• **課題の内容**:
(a) 引用文によると、五合目へ行く代わりに変更した行き先はどこですか。
(b) 引用文から、「DSCF8680 今年のバス」を含む箇所から始め、「えた衝撃的なポイントでした。」で終わる部分を正確に抜き出してください。

• **引用文**:
════════

朝はどしゃぶりでした。ところがバスが走るとともに空が明るくなり、午後にはすっきり晴れて、忍野八海からは富士山がくっきり。日ごろの行いのよさが現れた??

DSCF8680 今年のバスハイクは「富士山を眺めながらの温泉と富士山五合目」が目的でした。ところが、女湯からは富士山が見えず、予定時間にレストハウスに電話をすると五合目は「嵐とはいいませんが、ちょっとたいへん」とのこと。これは富士山とは会えずじまいかな。まあ、富士山は美人が来ると隠れるっていうから、あきらめるか、と思っていたのです。温泉はきれいで、お湯もぬるめでゆっくりはいれたし、食事はなかなか豪華だったし、満足して、行く先を忍野八海に変更して、きれいな水をみてたのしんでいました。そしたら最後にこの富士山だったのです。もうじゅうぶん満足!

最初はまったく予定になくて、急きょコースに入ったのが、神奈川県内広域水道企業団の飯泉取水ぜきの見学です。実はこれがもっともみんなの心を捉えた衝撃的なポイントでした。

════════

• **データ行**:
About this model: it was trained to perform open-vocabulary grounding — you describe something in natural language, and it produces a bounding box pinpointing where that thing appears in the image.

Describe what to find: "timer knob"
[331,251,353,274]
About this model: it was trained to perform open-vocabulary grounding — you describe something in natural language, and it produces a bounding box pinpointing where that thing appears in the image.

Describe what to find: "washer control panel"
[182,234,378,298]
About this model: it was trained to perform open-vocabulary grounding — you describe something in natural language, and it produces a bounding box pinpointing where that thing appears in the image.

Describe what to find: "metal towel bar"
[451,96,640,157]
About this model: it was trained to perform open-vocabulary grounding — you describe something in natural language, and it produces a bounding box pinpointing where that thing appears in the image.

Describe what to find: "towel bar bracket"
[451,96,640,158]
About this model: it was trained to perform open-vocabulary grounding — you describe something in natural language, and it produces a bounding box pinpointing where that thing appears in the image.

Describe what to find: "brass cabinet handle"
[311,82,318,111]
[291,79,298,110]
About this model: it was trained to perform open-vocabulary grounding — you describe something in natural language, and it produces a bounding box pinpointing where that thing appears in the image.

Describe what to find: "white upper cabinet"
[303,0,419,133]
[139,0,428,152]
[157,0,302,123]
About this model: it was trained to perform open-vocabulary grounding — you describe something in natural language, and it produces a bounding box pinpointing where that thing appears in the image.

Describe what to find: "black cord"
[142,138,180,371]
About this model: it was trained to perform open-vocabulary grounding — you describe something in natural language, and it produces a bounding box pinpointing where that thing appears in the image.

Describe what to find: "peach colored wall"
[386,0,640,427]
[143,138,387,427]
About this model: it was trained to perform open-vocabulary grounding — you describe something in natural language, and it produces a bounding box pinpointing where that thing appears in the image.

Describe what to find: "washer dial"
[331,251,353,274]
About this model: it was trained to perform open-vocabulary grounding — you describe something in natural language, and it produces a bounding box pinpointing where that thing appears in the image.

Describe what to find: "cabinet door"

════════

• **課題の解答**:
(a) 忍野八海

(b)
DSCF8680 今年のバスハイクは「富士山を眺めながらの温泉と富士山五合目」が目的でした。ところが、女湯からは富士山が見えず、予定時間にレストハウスに電話をすると五合目は「嵐とはいいませんが、ちょっとたいへん」とのこと。これは富士山とは会えずじまいかな。まあ、富士山は美人が来ると隠れるっていうから、あきらめるか、と思っていたのです。温泉はきれいで、お湯もぬるめでゆっくりはいれたし、食事はなかなか豪華だったし、満足して、行く先を忍野八海に変更して、きれいな水をみてたのしんでいました。そしたら最後にこの富士山だったのです。もうじゅうぶん満足!

最初はまったく予定になくて、急きょコースに入ったのが、神奈川県内広域水道企業団の飯泉取水ぜきの見学です。実はこれがもっともみんなの心を捉えた衝撃的なポイントでした。